- [EXTRACT]:
I'm assuming that most hounds (including myself) would rather go to their favorite pho joint for a pho fix than bothering to make it at home. I mean, what are the benefits of making it at home? It's not necessarily cheaper; it probably won't taste better; it takes time to shop for those specialty ingredients and leafy herbs. We don't chat about pho here like we do pork shoulder, mac n cheese, or ice cream.
Well, after last night's bowl of pho (pictured below), I'm starting to rethink things. Ok, so my pho still doesn't taste as good as mom's (and that's ok since mom's should be on a pedestal) or as good as some pho places I've been to, but it was very satisfying to make and eat. For the first time, my broth actually had what we say in Vietnamese as "character". It was complex and haunting, so much so that husband drank up every last drop, which he doesn't always do. I did the same.
What was very cool about the process of making the beef broth was that I was able to apply my recent experience in making Western-style broths. I think I'm understanding the concept of keeping the heat at the barest simmer, skimming at the beginnning, not covering w/ a lid, etc. Making broth isn't difficult per se, but there is great finesse in making a glorious, singing broth, and I'm just starting my journey and appreciation.
Something that I've realized is that I can work from my mom's recipe (linked below), but I need to make this dish my own for it to have "character." When I used the recipe as a springboard and overlaid it w/ my own instincts, reactions, and sensibilities, it came to life in a way that didn't happen last time. I easily take this improvised approach w/ cookbook recipes, but betraying mom's recipe is more psychologically difficult.

- [EXTRACTED MATERIAL]:
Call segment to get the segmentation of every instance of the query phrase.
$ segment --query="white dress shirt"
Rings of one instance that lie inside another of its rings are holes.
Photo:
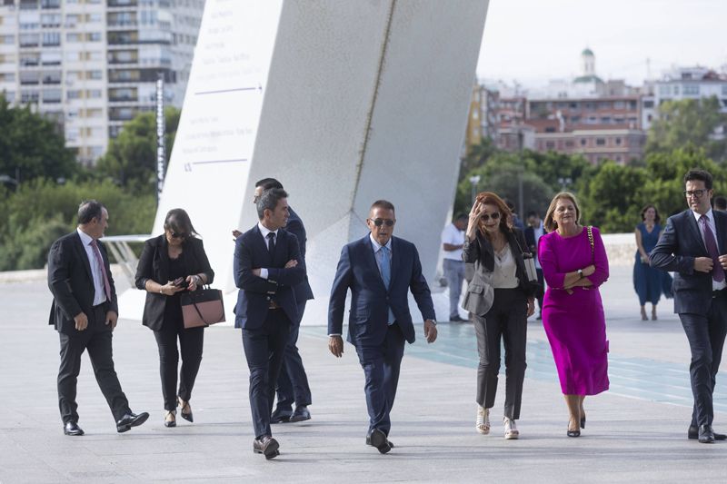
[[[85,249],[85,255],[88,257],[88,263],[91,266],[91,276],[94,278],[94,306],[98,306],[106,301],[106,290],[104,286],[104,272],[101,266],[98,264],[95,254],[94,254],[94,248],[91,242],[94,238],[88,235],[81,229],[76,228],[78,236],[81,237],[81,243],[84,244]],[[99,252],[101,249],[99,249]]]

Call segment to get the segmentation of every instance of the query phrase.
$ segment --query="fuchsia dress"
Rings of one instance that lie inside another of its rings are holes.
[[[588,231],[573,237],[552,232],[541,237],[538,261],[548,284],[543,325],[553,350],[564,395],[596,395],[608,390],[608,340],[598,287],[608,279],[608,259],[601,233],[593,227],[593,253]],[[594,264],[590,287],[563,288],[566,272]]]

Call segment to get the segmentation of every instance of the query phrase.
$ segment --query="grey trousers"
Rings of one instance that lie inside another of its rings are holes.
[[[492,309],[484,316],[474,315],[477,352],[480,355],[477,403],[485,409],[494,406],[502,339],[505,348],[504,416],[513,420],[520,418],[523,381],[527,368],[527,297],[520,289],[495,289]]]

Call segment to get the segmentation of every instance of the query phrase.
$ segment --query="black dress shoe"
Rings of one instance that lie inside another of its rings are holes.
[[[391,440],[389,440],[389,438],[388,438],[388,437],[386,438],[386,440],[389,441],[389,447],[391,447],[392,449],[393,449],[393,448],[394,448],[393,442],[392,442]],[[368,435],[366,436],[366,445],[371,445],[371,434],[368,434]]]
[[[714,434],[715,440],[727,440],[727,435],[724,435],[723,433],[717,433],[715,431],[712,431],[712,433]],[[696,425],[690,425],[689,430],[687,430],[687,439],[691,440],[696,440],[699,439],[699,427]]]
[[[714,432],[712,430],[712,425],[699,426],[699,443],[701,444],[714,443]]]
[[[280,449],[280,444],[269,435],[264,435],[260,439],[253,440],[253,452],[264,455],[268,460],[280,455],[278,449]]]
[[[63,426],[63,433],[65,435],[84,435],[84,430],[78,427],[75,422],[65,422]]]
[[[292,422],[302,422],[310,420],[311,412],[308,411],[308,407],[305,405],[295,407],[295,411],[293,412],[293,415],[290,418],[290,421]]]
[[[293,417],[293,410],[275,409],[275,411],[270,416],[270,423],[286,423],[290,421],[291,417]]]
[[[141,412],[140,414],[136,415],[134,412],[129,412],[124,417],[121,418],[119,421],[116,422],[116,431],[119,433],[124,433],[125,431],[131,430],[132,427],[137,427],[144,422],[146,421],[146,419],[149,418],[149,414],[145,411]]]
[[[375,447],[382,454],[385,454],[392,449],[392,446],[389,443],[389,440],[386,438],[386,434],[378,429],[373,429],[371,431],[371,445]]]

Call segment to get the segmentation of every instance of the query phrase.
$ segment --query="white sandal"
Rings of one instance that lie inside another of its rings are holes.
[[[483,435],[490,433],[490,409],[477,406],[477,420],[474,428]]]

- [TASKS FOR THIS EXERCISE]:
a) For each statement, say yes or no on whether it agrees with the pho post, and quote the words of the post that decide it: (i) The writer's husband finished all of the broth. (ii) The writer kept a lid on the broth while it cooked. (iii) The writer finds it easy to improvise on mom's recipe.
b) Please carry on writing the pho post from the point where it stops.
The records are separate material from the pho post.

- [EXERCISE RESULTS]:
a)
(i) Yes: "husband drank up every last drop"
(ii) No: "not covering w/ a lid"
(iii) No: "betraying mom's recipe is more psychologically difficult"

b)
Anyway, I know I'm rambling, but the pho I made last night was enlightening. It was very worthwhile and I am excited to do it again and again. Obviously, making it at home allows for customization, and I used both cooked chuck roast slices (pieces in the middle) as well as the raw slices seen in "pho tai" (reddish pieces). My butcher's chuck roast was wonderfully fresh and marbled, so it worked well for pho tai, but you could certainly use a good cut of steak. Freezing the meat slab for 20-30 min. before slicing will make it easier to slice thinly.
Being the carb lover that I am, I also like to have more noodle to broth ratio than restaurants offer. I also used "banh pho tuoi" or fresh pho noodles from some market in San Jose (my mom gave these to me, so I need to ask her about the exact store). They were *wonderful* and simply needed a quick dunk in boiling water. I dont think I can go back to dried noodles.
I dread documenting a "recipe" here since it is hard to quantify the process. I will write down in general terms what I did for those interested. Let me know if you have questions. This made about 4-5 generous bowls of pho.
For the broth: Blanch about 1 lb. beef oxtails and 1 lb. beef neck bones in boiling water. If you cant find beef neck bones, then use more oxtails or soup bones. Remove when water returns to boil. After slightly cooled, massage in S&P to season.
Prepare aromatics by charring 2" piece of skin-on ginger and then removing peel and bruising. Gather: quartered onion; 2 garlic cloves, smashed; 3 star anise; 3 cloves; bay leaf; cinnamon stick. I wrapped small items in cheesecloth last time, but I didn't bother this time.
In stockpot, add tsp. canola oil and saute onion and garlic til fragrant and lightly browned. Add oxtails, bones, and rest of aromatics. Cover w/ about 5 qts. water. Bring to boil and skim any foam that surfaces. Reduce heat to barest simmer, leave uncovered, and simmer for 1.5 hrs. Check on it once in a while to make sure it's bubbling enough or not too hard. Skim off any foam, particles, or fat as desired.
After you get the broth going, prepare any meat that you will be serving w/ the broth by seasoning w/ S&P and letting marinate. My mom always cooked chuck roast slabs in the broth, but I prefer the flavor of raw beef that gets cooked once the broth is poured on. My mom's way allows the meat to also flavor the broth, but it does make for a less flavorful and succulent meat. I used a combination method.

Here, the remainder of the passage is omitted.